## TEXT EXCERPT
The William Rossiter House is a historic house at 11 Mulberry Street in Claremont, New Hampshire.  Built in 1813 and enlarged by about 1850, it is a distinctive local example of Greek Revival architecture, with many surviving Federal period features.  The house was listed on the National Register of Historic Places in 1979.

Description and history
The William Rossiter House stands in a residential area west of downtown Clarement, on the west side of Mulberry Street roughly midway between Myrtle and Sullivan Streets.  It is a -story timber-frame structure, with a gabled roof and clapboarded exterior.  The house's five-bay facade is fronted by a massive two-story Greek Revival temple portico, with fluted Ionic columns rising to a full entablature.  Its main entrance is framed by sidelight and transom windows, and has flanking pilasters and a projecting cornice above.  The interior retains a number of original Federal period finishes, including doors with original hardware, and several delicately carved fireplace surrounds.  A two-story ell extends to the rear; it has less ornate original finishes, which include crown moulding and four-panel doors.  The ell is further extended by a 20th-century garage.

## PROBLEMS TO SOLVE
a - From the William Rossiter House text, reproduce the passage starting with "Description and history" and going on through "a 20th-century garage.".
b - According to the William Rossiter House text, in what year was the house listed on the National Register of Historic Places?

## DATA
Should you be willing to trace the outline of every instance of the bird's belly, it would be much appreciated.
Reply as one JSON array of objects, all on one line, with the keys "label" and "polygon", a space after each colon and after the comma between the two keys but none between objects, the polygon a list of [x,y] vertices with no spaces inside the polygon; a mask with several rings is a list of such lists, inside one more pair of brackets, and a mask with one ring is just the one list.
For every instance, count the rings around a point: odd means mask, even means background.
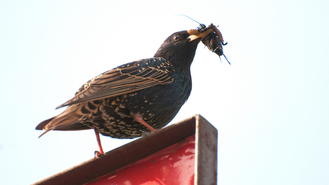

## SOLUTIONS
a -
Description and history
The William Rossiter House stands in a residential area west of downtown Clarement, on the west side of Mulberry Street roughly midway between Myrtle and Sullivan Streets.  It is a -story timber-frame structure, with a gabled roof and clapboarded exterior.  The house's five-bay facade is fronted by a massive two-story Greek Revival temple portico, with fluted Ionic columns rising to a full entablature.  Its main entrance is framed by sidelight and transom windows, and has flanking pilasters and a projecting cornice above.  The interior retains a number of original Federal period finishes, including doors with original hardware, and several delicately carved fireplace surrounds.  A two-story ell extends to the rear; it has less ornate original finishes, which include crown moulding and four-panel doors.  The ell is further extended by a 20th-century garage.

b - 1979